» **Document text**
+ + +
Lesson 13

Meaning of Exponents

Let’s see how exponents show repeated multiplication.

13.1: Notice and Wonder: Dots and Lines

What do you notice? What do you wonder?

A figure of a series of dot branches.

 

13.2: The Genie’s Offer

You find a brass bottle that looks really old. When you rub some dirt off of the bottle, a genie appears! The genie offers you a reward. You must choose one:

  • $50,000; or
  • A magical $1 coin. The coin will turn into two coins on the first day. The two coins will turn into four coins on the second day. The four coins will double to 8 coins on the third day. The genie explains the doubling will continue for 28 days.
  1. The number of coins on the third day will be \(2 \boldcdot 2 \boldcdot 2\). Write an equivalent expression using exponents.
  2. What do \(2^5\) and \(2^6\) represent in this situation? Evaluate \(2^5\) and \(2^6\) without a calculator.
  3. How many days would it take for the number of magical coins to exceed $50,000?
  4. Will the value of the magical coins exceed a million dollars within the 28 days? Explain or show your reasoning.

Explore the applet. (Why do you think it stops?)



A scientist is growing a colony of bacteria in a petri dish. She knows that the bacteria are growing and that the number of bacteria doubles every hour.

When she leaves the lab at 5 p.m., there are 100 bacteria in the dish. When she comes back the next morning at 9 a.m., the dish is completely full of bacteria. At what time was the dish half full?

13.3: Make 81

  1. Here are some expressions. All but one of them equals 16. Find the one that is not equal to 16 and explain how you know.

    \(2^3\boldcdot 2\)

    \(4^2\)

    \(\frac{2^5}{2}\)

    \(8^2\)

  2. Write three expressions containing exponents so that each expression equals 81.

Summary

When we write an expression like \(2^n\), we call \(n\) the exponent.

If \(n\) is a positive whole number, it tells how many factors of 2 we should multiply to find the value of the expression. For example, \(2^1=2\), and \(2^5=2 \boldcdot 2 \boldcdot 2 \boldcdot 2 \boldcdot 2\).

There are different ways to say \(2^5\). We can say “two raised to the power of five” or “two to the fifth power” or just “two to the fifth.” 

Glossary Entries

  • cubed

    We use the word cubed to mean “to the third power.” This is because a cube with side length \(s\) has a volume of \(s \boldcdot s \boldcdot s\), or \(s^3\).

  • exponent

    In expressions like \(5^3\) and \(8^2\), the 3 and the 2 are called exponents. They tell you how many factors to multiply. For example, \(5^3\) = \(5 \boldcdot 5 \boldcdot 5\), and \(8^2 = 8 \boldcdot 8\).

  • squared

    We use the word squared to mean “to the second power.” This is because a square with side length \(s\) has an area of \(s \boldcdot s\), or \(s^2\).
+ + +
» **Dataset excerpts**
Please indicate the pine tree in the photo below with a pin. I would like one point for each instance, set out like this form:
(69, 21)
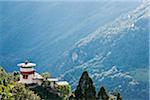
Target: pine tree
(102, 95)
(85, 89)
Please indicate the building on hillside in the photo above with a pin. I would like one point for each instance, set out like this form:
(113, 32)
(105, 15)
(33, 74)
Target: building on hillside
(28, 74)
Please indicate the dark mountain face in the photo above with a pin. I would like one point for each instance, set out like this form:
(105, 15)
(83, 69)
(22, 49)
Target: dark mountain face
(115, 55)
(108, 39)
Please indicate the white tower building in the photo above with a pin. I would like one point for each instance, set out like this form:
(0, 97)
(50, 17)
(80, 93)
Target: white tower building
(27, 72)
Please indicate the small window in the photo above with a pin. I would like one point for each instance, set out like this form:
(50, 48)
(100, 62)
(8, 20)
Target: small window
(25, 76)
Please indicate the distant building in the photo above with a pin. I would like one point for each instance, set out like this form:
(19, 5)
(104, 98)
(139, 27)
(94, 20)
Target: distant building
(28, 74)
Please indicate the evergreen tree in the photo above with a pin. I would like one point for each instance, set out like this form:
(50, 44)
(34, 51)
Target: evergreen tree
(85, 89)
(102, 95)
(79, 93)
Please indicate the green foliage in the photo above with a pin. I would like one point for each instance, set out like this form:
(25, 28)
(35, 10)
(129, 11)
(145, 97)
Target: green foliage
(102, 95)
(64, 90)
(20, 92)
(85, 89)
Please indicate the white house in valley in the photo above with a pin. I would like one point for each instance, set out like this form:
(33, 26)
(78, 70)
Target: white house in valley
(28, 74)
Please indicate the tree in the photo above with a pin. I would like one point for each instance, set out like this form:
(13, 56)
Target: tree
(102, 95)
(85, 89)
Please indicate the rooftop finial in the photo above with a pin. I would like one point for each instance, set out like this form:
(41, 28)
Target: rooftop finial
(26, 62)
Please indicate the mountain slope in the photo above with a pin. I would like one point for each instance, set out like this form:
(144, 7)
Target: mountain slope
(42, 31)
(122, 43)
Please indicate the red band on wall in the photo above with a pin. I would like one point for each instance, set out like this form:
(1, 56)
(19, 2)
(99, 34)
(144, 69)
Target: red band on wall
+ + +
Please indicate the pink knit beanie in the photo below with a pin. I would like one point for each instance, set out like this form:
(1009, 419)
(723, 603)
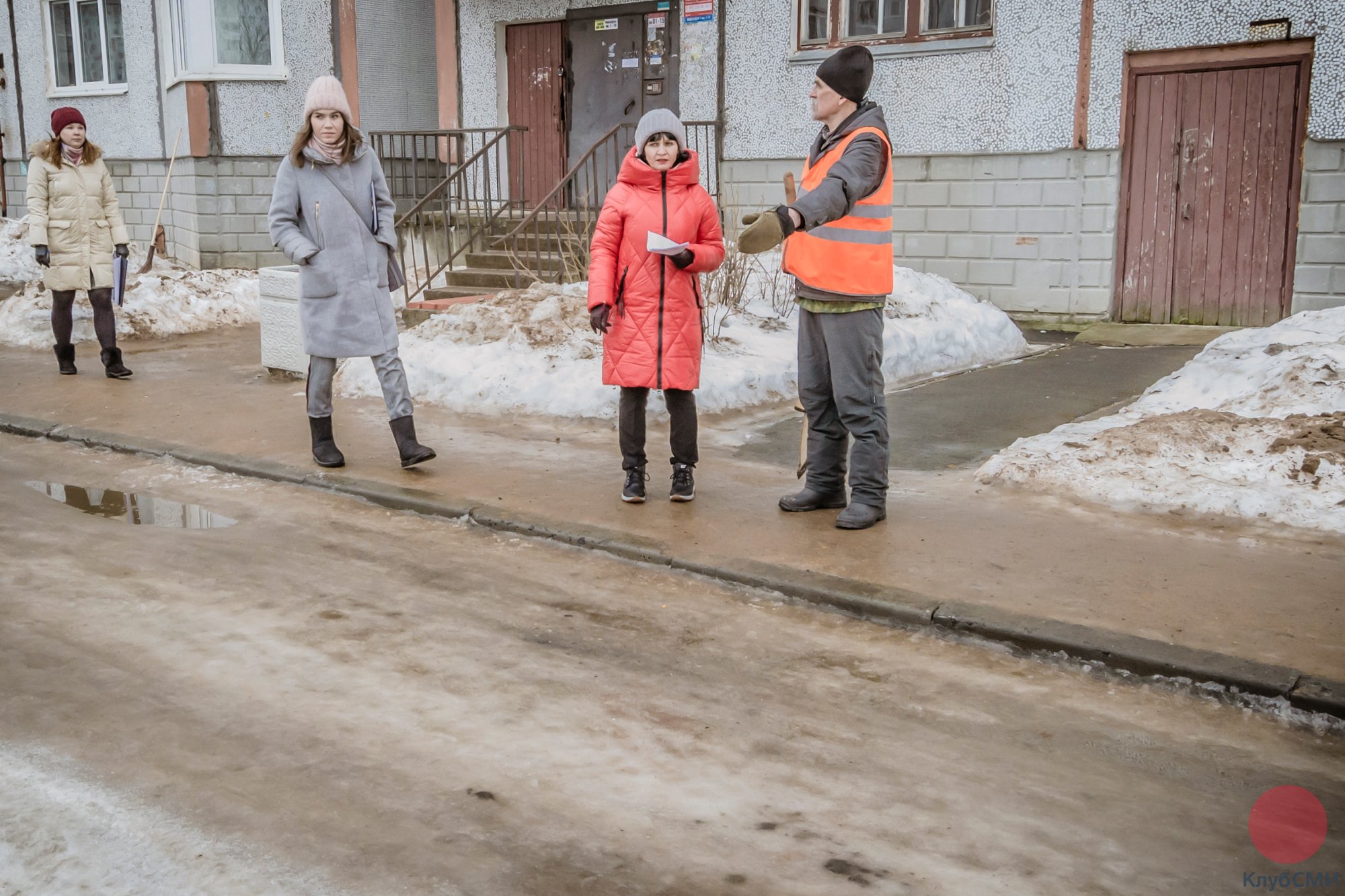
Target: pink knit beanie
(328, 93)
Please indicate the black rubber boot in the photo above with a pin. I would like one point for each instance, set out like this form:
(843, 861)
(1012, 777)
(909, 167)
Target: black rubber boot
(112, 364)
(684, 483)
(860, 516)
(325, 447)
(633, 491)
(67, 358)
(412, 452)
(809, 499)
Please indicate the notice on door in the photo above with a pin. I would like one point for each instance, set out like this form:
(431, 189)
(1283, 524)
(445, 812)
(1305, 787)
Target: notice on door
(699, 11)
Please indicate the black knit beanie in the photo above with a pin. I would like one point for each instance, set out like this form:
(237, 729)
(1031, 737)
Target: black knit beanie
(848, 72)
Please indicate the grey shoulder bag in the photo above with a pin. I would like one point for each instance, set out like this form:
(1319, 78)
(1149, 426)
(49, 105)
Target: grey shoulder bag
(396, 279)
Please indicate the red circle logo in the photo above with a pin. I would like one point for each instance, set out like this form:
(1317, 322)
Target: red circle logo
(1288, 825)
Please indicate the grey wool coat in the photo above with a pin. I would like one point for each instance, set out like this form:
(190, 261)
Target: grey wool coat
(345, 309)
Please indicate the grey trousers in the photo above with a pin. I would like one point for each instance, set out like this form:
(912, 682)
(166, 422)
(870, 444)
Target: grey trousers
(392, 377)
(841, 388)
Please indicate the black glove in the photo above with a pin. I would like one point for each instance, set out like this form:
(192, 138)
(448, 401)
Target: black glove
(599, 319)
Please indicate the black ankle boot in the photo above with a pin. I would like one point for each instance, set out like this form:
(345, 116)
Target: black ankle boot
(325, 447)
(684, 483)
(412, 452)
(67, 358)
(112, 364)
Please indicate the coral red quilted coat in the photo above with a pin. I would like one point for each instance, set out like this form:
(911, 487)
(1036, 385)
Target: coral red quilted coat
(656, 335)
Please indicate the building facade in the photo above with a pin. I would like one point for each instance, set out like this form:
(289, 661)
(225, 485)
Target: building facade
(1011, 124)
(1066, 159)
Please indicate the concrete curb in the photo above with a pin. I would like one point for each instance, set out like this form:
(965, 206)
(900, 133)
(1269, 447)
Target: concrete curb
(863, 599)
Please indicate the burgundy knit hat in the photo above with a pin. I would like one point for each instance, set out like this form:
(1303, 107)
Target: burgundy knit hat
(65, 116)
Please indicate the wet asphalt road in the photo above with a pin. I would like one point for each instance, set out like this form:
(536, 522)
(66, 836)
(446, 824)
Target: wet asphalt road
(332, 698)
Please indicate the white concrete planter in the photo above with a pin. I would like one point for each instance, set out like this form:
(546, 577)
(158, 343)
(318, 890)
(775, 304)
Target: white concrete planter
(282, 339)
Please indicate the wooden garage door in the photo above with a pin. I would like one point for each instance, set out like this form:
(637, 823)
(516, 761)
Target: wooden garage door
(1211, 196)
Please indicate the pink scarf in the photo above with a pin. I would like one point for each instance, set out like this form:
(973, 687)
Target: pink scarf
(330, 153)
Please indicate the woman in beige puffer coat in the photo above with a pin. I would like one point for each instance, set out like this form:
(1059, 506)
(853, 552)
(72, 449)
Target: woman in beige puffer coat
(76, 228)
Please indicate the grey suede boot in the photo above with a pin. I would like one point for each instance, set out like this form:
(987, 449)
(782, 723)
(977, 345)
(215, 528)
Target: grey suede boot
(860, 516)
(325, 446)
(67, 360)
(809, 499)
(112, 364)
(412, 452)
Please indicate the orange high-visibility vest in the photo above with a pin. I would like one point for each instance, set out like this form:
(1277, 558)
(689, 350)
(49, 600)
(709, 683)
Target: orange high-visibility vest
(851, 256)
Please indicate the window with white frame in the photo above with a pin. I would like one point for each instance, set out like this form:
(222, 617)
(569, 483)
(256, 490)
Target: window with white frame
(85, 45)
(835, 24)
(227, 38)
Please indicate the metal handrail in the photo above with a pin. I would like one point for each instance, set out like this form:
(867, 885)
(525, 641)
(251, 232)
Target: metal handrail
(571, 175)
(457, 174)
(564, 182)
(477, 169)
+ + +
» **Tasks to perform**
#1 In the exponents lesson, for how many days does the genie say the doubling will continue?
#2 Write out the stretch of the exponents lesson from "There are different" through "8 \boldcdot 8\).".

» **Results of the exercise**
#1 28 days.

#2
There are different ways to say \(2^5\). We can say “two raised to the power of five” or “two to the fifth power” or just “two to the fifth.” 

Glossary Entries

  • cubed

    We use the word cubed to mean “to the third power.” This is because a cube with side length \(s\) has a volume of \(s \boldcdot s \boldcdot s\), or \(s^3\).

  • exponent

    In expressions like \(5^3\) and \(8^2\), the 3 and the 2 are called exponents. They tell you how many factors to multiply. For example, \(5^3\) = \(5 \boldcdot 5 \boldcdot 5\), and \(8^2 = 8 \boldcdot 8\).